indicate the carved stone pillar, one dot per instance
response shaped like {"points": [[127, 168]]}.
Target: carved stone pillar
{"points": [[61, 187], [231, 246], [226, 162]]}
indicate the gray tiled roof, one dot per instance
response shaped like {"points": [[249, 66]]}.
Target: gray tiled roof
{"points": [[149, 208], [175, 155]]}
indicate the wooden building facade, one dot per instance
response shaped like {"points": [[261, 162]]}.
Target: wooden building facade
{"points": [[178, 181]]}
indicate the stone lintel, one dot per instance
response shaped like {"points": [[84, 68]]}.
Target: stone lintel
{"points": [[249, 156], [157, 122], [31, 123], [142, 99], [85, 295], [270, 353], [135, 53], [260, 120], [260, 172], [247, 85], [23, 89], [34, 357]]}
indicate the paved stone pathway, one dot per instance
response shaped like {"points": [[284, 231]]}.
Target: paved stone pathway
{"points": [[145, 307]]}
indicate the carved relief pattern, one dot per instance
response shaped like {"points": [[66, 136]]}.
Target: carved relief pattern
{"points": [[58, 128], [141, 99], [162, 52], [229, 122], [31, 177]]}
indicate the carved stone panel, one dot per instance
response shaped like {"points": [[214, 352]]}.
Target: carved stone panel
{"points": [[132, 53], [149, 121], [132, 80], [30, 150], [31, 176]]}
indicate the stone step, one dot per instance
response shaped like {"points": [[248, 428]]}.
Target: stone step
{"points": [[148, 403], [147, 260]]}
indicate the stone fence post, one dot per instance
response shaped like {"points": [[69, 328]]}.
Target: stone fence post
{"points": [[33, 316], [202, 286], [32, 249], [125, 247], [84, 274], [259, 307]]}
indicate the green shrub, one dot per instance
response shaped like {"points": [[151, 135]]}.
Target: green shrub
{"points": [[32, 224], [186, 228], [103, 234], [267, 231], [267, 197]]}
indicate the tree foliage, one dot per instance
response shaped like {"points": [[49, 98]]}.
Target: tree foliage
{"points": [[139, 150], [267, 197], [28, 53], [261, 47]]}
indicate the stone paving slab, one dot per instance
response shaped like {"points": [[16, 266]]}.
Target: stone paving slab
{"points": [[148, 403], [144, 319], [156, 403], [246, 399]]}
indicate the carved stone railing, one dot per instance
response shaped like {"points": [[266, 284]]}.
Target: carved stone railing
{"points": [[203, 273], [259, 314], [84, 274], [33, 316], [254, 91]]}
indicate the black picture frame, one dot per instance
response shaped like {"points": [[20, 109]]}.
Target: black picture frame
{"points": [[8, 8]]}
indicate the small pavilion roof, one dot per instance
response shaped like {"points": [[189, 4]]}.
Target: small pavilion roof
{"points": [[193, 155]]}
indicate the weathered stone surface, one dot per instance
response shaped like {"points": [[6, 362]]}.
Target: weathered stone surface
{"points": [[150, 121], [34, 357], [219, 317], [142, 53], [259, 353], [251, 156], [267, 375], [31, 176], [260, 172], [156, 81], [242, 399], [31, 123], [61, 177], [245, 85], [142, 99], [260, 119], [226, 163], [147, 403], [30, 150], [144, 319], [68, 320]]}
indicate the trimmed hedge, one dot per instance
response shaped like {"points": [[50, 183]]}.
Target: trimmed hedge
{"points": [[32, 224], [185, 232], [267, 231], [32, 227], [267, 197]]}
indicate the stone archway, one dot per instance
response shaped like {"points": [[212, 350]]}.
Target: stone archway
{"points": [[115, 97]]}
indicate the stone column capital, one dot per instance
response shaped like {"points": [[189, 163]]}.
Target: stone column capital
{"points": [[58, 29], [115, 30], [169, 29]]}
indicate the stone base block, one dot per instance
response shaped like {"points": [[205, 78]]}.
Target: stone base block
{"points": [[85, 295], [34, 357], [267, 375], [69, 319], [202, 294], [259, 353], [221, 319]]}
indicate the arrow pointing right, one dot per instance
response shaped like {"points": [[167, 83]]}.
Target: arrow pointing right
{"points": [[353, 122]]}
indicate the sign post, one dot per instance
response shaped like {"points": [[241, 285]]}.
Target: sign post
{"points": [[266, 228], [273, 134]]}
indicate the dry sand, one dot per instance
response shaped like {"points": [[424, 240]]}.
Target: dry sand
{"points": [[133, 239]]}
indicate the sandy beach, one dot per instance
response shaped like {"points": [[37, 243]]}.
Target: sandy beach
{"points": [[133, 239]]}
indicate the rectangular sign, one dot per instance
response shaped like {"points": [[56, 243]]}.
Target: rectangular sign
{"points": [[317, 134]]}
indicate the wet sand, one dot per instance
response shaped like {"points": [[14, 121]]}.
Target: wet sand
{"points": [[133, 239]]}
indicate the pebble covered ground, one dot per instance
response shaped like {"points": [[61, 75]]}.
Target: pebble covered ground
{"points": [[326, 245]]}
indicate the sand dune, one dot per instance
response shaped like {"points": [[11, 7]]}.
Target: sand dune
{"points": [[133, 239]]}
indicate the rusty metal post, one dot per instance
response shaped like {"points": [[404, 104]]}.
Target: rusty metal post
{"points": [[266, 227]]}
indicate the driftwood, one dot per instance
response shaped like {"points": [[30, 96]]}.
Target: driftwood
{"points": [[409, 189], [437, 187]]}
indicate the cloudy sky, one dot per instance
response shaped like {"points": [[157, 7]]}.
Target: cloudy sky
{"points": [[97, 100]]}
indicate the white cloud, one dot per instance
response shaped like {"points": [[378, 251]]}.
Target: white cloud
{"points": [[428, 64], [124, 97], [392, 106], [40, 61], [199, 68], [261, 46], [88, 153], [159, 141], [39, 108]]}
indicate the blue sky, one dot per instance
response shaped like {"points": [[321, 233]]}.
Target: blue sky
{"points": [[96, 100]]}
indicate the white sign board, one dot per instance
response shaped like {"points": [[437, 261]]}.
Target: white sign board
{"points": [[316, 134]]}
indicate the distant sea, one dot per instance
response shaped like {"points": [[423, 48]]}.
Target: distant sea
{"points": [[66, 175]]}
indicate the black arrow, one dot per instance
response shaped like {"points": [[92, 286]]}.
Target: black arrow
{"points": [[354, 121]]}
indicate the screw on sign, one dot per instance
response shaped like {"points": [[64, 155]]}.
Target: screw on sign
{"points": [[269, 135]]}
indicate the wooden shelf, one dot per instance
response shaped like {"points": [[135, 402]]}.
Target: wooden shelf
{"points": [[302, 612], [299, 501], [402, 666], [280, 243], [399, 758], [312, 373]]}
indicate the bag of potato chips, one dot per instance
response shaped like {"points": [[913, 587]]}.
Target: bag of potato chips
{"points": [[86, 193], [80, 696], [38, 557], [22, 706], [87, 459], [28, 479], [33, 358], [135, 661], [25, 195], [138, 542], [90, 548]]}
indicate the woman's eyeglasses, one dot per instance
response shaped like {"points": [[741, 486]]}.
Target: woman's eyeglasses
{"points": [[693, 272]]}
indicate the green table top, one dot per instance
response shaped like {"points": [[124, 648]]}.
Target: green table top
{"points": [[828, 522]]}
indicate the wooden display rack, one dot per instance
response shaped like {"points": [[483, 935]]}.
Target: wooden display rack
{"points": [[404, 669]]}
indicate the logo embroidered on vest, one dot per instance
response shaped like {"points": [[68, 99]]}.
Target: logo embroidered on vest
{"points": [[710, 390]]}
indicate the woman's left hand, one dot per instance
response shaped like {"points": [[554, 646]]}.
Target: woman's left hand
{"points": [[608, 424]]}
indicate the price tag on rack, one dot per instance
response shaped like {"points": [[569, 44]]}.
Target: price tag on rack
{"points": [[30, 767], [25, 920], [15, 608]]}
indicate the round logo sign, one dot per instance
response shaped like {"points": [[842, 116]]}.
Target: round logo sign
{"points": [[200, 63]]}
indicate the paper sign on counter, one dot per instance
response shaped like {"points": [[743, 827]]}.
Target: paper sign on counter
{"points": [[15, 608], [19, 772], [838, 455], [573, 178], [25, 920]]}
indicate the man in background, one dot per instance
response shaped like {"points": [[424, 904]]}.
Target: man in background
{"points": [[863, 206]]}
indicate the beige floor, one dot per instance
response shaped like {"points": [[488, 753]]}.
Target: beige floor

==

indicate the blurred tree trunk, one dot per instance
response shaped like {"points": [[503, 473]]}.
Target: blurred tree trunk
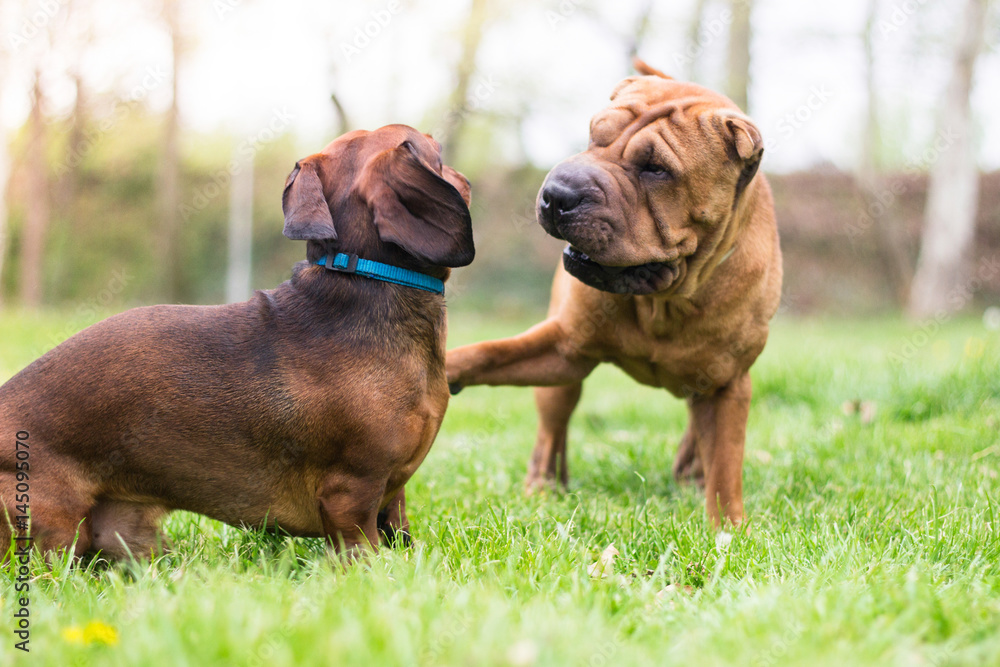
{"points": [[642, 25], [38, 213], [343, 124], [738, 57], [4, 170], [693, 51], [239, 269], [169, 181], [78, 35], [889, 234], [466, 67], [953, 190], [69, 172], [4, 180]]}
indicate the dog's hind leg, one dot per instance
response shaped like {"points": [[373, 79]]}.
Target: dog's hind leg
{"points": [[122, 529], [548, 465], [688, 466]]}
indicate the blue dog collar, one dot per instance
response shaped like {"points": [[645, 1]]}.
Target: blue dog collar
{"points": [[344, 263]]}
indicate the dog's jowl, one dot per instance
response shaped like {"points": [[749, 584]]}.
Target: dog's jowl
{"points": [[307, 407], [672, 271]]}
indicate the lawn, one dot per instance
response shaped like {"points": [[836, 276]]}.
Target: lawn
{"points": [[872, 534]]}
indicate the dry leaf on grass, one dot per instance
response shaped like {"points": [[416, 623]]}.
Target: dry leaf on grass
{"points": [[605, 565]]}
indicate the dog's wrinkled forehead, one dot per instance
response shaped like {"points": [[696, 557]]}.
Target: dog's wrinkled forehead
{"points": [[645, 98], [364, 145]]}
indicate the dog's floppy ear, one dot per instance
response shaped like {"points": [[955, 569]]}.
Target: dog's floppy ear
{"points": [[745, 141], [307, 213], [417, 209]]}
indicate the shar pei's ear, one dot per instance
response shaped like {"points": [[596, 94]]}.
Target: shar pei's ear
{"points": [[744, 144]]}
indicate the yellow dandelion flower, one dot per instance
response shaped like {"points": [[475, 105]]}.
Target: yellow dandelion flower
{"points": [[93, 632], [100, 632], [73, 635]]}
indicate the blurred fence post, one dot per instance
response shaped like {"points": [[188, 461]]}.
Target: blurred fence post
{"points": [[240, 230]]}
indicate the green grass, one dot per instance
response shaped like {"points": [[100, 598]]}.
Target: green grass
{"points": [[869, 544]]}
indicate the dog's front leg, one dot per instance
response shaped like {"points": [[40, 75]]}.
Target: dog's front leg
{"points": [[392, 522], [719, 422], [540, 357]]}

==

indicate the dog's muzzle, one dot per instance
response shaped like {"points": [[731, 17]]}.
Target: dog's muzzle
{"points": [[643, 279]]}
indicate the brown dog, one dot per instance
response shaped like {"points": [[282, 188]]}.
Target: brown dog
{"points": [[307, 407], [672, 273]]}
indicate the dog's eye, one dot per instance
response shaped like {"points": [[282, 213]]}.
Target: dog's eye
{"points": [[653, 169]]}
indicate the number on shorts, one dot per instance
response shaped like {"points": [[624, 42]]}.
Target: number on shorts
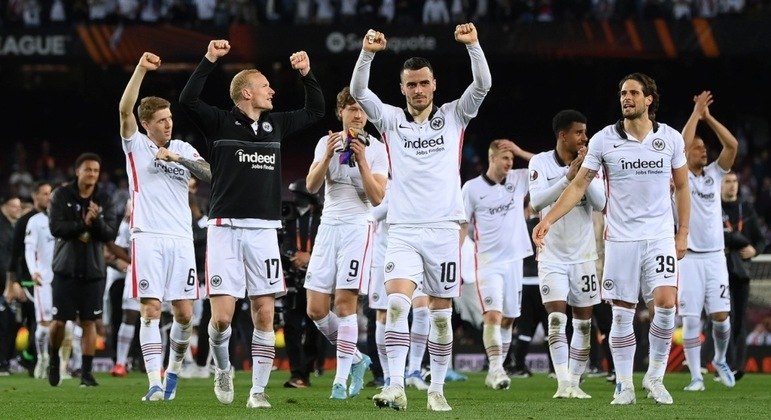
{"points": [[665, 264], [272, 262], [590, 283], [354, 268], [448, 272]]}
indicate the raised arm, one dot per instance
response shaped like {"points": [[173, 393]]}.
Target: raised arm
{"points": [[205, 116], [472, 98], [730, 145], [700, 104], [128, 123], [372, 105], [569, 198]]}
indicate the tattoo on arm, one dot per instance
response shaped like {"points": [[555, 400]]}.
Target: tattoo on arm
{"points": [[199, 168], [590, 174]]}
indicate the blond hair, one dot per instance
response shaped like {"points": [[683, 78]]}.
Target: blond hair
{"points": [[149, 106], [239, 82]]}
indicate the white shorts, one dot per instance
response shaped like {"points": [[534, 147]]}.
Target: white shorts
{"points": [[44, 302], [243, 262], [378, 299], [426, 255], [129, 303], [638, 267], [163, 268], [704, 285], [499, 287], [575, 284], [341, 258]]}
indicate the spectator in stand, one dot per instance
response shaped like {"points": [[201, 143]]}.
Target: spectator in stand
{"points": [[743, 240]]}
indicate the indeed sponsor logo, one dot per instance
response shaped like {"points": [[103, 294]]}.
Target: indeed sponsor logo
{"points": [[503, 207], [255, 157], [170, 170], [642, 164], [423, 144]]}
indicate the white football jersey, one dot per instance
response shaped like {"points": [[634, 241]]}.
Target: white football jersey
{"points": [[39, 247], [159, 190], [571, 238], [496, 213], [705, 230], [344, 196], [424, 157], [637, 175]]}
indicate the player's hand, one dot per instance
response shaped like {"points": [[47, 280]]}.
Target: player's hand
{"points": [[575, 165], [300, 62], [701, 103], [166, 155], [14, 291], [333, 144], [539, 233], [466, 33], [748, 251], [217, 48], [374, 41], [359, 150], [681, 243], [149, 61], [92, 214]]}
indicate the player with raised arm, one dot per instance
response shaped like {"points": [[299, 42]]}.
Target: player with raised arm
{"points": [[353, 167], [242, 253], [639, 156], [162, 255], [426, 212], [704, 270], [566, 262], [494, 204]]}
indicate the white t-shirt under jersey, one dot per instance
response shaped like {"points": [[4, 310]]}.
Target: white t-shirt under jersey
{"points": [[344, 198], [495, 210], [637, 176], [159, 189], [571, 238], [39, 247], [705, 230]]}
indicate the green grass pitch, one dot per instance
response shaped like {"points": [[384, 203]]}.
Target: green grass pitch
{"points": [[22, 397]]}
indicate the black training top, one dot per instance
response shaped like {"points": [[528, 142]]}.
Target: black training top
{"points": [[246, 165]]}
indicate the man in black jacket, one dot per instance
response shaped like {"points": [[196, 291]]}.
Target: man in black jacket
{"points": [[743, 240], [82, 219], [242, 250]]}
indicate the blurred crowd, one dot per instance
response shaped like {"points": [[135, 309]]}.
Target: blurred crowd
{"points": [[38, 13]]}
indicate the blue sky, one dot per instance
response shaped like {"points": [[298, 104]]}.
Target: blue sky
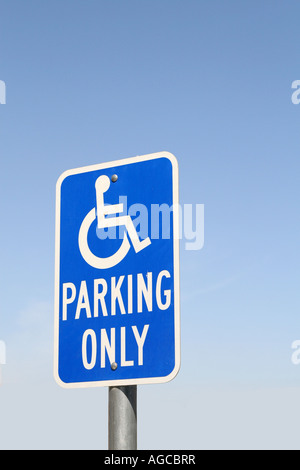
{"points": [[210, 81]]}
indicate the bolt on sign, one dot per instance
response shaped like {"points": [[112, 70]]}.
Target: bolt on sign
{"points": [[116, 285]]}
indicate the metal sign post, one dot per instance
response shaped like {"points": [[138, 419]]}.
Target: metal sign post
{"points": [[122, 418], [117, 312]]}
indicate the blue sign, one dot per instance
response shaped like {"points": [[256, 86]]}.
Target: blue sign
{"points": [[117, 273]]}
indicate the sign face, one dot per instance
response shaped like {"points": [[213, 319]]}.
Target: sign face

> [BRIEF]: Count the lines in the records above that contain the string "pillar", treating uppercase and lowercase as different. Give only the number.

> [FULL OUTPUT]: 2